__GOAL__: Copy the lines below verbatim, starting with the line that contains "mark every chipped" and ending with the line that contains "xmin=0 ymin=177 xmax=619 ymax=449", both included.

__RECORDS__:
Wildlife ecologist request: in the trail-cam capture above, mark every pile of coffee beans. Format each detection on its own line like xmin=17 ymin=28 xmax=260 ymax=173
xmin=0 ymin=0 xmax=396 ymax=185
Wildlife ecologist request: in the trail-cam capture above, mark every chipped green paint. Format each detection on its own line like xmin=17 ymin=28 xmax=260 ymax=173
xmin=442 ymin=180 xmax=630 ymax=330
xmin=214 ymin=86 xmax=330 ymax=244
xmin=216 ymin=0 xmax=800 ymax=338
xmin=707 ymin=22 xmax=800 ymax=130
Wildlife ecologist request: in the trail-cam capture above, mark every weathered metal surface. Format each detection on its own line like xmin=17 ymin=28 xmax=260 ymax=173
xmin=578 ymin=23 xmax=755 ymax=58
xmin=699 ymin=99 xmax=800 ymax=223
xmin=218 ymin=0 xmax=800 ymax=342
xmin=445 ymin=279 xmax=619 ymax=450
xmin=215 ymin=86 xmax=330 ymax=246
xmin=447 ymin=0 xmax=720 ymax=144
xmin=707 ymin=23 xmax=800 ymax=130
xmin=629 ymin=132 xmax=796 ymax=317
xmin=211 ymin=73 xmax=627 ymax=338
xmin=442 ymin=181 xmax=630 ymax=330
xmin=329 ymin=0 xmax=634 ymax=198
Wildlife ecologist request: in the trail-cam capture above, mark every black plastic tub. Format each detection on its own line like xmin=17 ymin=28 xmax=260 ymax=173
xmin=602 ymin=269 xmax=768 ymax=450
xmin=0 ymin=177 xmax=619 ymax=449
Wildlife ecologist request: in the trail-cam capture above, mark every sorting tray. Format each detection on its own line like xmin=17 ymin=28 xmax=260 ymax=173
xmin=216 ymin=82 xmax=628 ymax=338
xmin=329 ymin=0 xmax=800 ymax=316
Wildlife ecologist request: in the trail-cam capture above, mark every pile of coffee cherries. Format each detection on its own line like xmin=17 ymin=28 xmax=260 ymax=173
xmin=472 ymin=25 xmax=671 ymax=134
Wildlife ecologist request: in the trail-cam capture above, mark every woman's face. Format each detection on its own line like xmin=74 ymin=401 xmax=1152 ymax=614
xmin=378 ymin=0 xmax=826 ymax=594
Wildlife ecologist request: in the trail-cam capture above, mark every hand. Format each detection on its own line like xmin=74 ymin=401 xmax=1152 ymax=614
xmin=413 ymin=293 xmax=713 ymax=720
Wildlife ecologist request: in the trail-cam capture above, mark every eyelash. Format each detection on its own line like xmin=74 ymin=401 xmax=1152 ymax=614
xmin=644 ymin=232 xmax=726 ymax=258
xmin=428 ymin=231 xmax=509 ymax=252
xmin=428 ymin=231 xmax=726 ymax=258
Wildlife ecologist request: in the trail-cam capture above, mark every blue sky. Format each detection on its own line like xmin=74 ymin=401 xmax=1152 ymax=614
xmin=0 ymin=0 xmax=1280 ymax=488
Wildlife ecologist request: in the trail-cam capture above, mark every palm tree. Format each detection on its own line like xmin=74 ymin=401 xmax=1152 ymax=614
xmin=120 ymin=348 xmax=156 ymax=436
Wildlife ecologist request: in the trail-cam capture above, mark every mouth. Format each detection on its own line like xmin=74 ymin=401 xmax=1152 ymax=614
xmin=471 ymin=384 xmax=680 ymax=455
---
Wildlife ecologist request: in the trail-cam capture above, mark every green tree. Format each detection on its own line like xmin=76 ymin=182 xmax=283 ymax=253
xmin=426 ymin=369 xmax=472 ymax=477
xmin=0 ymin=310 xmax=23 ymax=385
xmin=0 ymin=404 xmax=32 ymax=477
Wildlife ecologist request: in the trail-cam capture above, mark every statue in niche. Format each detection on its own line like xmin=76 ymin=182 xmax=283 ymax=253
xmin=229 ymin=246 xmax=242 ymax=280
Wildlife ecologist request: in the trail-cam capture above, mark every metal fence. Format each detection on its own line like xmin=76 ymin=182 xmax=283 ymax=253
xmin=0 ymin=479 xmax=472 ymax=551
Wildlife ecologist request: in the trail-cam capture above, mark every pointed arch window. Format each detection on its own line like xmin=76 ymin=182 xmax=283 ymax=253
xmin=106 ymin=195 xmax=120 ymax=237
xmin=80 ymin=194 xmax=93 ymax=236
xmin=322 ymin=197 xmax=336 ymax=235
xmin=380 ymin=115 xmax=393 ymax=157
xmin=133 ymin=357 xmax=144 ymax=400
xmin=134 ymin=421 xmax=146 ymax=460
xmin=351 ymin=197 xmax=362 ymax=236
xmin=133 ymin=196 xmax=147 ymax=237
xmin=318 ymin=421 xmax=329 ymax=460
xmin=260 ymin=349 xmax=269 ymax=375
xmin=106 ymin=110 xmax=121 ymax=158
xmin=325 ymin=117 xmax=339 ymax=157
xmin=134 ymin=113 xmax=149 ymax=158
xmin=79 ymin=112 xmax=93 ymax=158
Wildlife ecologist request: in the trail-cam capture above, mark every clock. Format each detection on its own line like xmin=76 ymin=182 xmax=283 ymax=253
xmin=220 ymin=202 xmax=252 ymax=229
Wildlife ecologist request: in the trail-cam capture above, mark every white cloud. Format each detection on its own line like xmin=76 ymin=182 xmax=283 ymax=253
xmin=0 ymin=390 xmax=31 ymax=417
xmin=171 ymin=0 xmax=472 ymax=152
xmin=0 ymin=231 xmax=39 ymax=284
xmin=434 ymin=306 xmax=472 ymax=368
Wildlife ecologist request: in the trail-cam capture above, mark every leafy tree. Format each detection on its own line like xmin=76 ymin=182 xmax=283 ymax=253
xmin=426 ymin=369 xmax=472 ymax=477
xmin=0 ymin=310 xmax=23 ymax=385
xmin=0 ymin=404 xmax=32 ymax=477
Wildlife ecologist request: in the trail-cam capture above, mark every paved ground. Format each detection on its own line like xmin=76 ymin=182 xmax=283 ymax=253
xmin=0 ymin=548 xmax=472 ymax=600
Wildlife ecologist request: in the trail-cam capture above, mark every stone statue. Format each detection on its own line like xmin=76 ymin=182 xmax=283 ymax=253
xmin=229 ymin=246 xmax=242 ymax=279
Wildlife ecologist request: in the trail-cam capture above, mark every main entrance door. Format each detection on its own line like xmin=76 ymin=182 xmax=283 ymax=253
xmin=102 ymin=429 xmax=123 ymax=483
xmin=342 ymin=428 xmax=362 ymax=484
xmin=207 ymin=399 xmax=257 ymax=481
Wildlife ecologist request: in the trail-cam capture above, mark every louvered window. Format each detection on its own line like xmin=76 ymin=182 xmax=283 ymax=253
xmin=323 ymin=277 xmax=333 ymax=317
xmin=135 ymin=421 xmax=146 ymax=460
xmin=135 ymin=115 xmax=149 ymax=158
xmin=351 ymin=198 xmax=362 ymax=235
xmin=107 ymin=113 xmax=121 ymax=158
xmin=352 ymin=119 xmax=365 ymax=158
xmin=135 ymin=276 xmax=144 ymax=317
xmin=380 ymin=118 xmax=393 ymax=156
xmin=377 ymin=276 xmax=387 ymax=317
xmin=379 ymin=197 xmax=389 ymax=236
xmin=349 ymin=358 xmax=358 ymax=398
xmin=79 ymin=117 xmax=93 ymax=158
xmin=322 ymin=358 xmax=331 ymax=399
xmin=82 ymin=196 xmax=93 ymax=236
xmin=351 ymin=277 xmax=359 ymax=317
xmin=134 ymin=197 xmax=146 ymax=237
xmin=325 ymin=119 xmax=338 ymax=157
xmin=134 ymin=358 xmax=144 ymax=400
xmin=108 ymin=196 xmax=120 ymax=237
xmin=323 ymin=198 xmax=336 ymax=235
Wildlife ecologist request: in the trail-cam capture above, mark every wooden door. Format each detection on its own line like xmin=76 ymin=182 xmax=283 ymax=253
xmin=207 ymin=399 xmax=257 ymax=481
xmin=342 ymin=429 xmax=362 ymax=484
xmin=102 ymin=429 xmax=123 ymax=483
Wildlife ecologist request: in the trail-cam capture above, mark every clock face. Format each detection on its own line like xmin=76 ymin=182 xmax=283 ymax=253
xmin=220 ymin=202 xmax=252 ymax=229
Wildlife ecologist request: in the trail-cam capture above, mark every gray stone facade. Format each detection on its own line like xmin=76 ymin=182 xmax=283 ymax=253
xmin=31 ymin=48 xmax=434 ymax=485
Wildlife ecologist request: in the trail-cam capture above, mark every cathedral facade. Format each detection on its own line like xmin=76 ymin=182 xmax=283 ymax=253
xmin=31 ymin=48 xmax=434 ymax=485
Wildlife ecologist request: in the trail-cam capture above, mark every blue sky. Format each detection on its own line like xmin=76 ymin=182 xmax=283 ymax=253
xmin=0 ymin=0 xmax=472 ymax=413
...
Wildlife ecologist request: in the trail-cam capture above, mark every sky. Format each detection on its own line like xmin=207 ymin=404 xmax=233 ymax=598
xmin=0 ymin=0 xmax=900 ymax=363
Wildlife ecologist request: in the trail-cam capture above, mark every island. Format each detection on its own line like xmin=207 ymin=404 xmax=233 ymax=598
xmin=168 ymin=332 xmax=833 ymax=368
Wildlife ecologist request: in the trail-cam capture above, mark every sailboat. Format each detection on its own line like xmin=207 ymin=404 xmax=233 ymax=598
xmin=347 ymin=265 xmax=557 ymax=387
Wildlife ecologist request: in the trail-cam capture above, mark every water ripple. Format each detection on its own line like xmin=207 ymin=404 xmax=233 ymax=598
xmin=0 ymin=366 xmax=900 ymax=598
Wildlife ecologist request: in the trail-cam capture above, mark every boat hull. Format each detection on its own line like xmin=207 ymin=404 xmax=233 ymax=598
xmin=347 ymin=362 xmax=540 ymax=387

__RESULT__:
Wildlife ecologist request: in the trail-cam capture above, mark every chipped green paint. Format each detection on its own line like xmin=17 ymin=28 xmax=260 ymax=173
xmin=442 ymin=180 xmax=630 ymax=330
xmin=214 ymin=86 xmax=330 ymax=244
xmin=216 ymin=0 xmax=800 ymax=338
xmin=707 ymin=22 xmax=800 ymax=130
Wildlife ecologist request: in the trail-cam capture above, mark every weathered metal surface. Format each detection on its own line like xmin=17 ymin=28 xmax=260 ymax=173
xmin=578 ymin=23 xmax=755 ymax=58
xmin=699 ymin=99 xmax=800 ymax=223
xmin=218 ymin=0 xmax=800 ymax=342
xmin=445 ymin=279 xmax=619 ymax=450
xmin=215 ymin=86 xmax=330 ymax=246
xmin=447 ymin=0 xmax=720 ymax=144
xmin=707 ymin=23 xmax=800 ymax=130
xmin=629 ymin=132 xmax=796 ymax=317
xmin=211 ymin=73 xmax=627 ymax=338
xmin=442 ymin=181 xmax=630 ymax=330
xmin=329 ymin=0 xmax=634 ymax=198
Wildlife ecologist request: in the trail-cam capture above, mark every black plastic tub. Format each detection on its own line like xmin=17 ymin=28 xmax=260 ymax=173
xmin=602 ymin=269 xmax=768 ymax=450
xmin=0 ymin=177 xmax=619 ymax=449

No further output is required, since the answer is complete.